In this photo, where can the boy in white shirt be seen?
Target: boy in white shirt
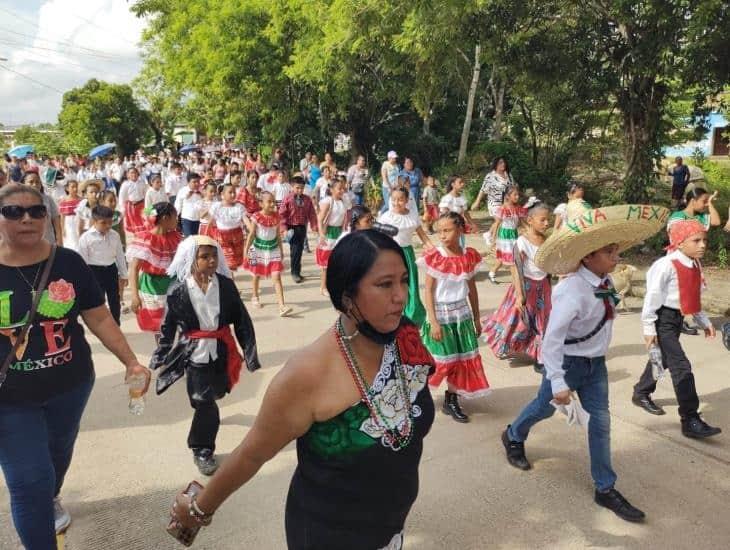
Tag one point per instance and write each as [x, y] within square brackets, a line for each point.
[674, 289]
[189, 203]
[101, 249]
[579, 332]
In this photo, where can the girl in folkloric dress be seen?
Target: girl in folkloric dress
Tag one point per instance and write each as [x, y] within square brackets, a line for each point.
[67, 208]
[331, 219]
[229, 218]
[520, 321]
[399, 216]
[264, 251]
[149, 255]
[504, 229]
[452, 324]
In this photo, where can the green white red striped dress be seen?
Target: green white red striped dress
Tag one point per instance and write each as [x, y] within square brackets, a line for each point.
[457, 353]
[154, 253]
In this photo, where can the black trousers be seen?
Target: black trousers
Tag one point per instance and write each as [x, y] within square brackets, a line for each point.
[204, 387]
[108, 278]
[296, 247]
[668, 327]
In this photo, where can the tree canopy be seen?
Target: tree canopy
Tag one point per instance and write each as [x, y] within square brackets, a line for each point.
[101, 112]
[419, 74]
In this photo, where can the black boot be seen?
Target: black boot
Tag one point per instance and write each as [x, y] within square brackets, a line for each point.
[696, 428]
[453, 409]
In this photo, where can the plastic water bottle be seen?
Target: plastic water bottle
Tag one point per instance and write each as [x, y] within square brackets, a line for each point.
[655, 358]
[136, 385]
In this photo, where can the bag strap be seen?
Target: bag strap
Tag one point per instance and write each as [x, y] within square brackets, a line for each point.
[592, 333]
[31, 315]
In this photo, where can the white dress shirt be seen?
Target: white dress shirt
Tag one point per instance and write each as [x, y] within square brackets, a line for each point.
[662, 289]
[189, 204]
[207, 307]
[154, 196]
[103, 249]
[133, 191]
[174, 183]
[576, 311]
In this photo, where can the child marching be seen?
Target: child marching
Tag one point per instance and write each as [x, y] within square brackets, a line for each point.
[399, 216]
[503, 232]
[67, 208]
[331, 219]
[201, 306]
[578, 334]
[149, 255]
[264, 251]
[517, 326]
[131, 198]
[452, 308]
[673, 289]
[229, 218]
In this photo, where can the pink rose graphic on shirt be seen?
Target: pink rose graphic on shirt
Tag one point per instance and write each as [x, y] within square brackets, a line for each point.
[61, 291]
[57, 300]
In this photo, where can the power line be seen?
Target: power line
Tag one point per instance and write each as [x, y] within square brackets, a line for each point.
[59, 42]
[32, 79]
[106, 57]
----
> _SET EXERCISE_
The required output is the span of lines from the one containing "In this photo, where can the black boot" to the last line, reproduced character for character.

> _COMPLETE OUTPUT_
In this photo, where can the black boot be seen?
Target: black boot
Tag one point per instance and write each as [x, y] within square brackets, a line for each point.
[696, 428]
[453, 409]
In this photo, where can the plastic water bottle be seen?
Target: plastic water bottle
Tag one point per instance and write each as [x, y] within square brackets, a line for each point.
[655, 358]
[136, 385]
In this photo, where can the bag strap be seen?
Target: bag strap
Tag one point per instance and write each as [x, y] within square brackets, a line for each point.
[592, 333]
[31, 315]
In this photo, where can the white dress shirt be seen?
Target: white dress shirt
Tag one point per instance and write each as [x, y] within square brackets, a line for each point.
[662, 289]
[189, 204]
[207, 307]
[154, 196]
[103, 249]
[133, 191]
[174, 183]
[576, 311]
In this photo, where can the child marching be seen?
Target: child marching
Tag one point per instance and write each as [x, y] within square brackets, a line for each point.
[399, 216]
[503, 232]
[67, 208]
[331, 219]
[201, 306]
[578, 334]
[149, 255]
[264, 251]
[517, 326]
[131, 198]
[452, 308]
[673, 289]
[229, 218]
In this photo, where can the pink rose graphic on shirt be seen?
Target: pink rose graphic on shirt
Tag one point per instance and write each as [x, y] within square brackets, a line for each point.
[61, 291]
[57, 300]
In this photo, where can the power line be seen?
Target: power line
Tag one point per instance and write each as [x, y] within square brackets, a line for each point.
[59, 42]
[32, 79]
[106, 57]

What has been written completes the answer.